TASK DESCRIPTION:
Only the lines from the one containing "Query: overcast sky" to the end of the records belong in the output; print them exactly.

SOURCE DATA:
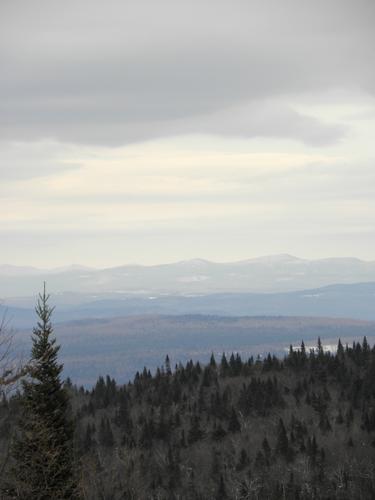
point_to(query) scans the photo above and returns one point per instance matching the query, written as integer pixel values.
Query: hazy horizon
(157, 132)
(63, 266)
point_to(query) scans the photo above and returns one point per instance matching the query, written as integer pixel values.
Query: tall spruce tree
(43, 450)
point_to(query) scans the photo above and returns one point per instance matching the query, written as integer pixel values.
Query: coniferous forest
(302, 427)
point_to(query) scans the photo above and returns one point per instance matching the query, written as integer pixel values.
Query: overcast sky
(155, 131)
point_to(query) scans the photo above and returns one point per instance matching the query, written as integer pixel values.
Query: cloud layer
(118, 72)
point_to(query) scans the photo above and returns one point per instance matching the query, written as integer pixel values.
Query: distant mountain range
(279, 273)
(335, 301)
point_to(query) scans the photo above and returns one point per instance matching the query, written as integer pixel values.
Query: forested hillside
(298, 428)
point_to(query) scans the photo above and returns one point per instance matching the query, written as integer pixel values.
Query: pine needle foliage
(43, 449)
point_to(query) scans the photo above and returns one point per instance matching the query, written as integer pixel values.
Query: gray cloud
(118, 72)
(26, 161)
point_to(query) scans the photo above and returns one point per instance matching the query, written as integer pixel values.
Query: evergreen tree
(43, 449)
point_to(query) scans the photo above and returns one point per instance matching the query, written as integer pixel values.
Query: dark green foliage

EXERCISE RESPONSE:
Query: overcast sky
(155, 131)
point_to(query) scans the photo above and returns one point per instance matching the query, written as integer pixel values.
Query: cloud layer
(118, 72)
point_to(query) scans the photo above and returns one point per instance matching the query, written as integer pixel values.
Query: distant mountain range
(279, 273)
(335, 301)
point_to(query) scans the photo above and returns one point per instance matching the query, written as integer pixel values.
Query: forested hillside
(298, 428)
point_to(query) scans the photo above and returns one point per instance matching the query, written as integer pixel values.
Query: pine needle foliage
(43, 449)
point_to(query) scans the photo above and returns one point per instance matching the query, written as integer pixel values.
Query: gray cloud
(118, 72)
(26, 161)
point_to(query) scans the photo above and returns one point per instance matching the query, written as integer pixel values.
Query: evergreen tree
(43, 449)
point_to(query) scans the photo above and returns one point per instance matching the query, written as integer pixel values.
Query: dark green foliage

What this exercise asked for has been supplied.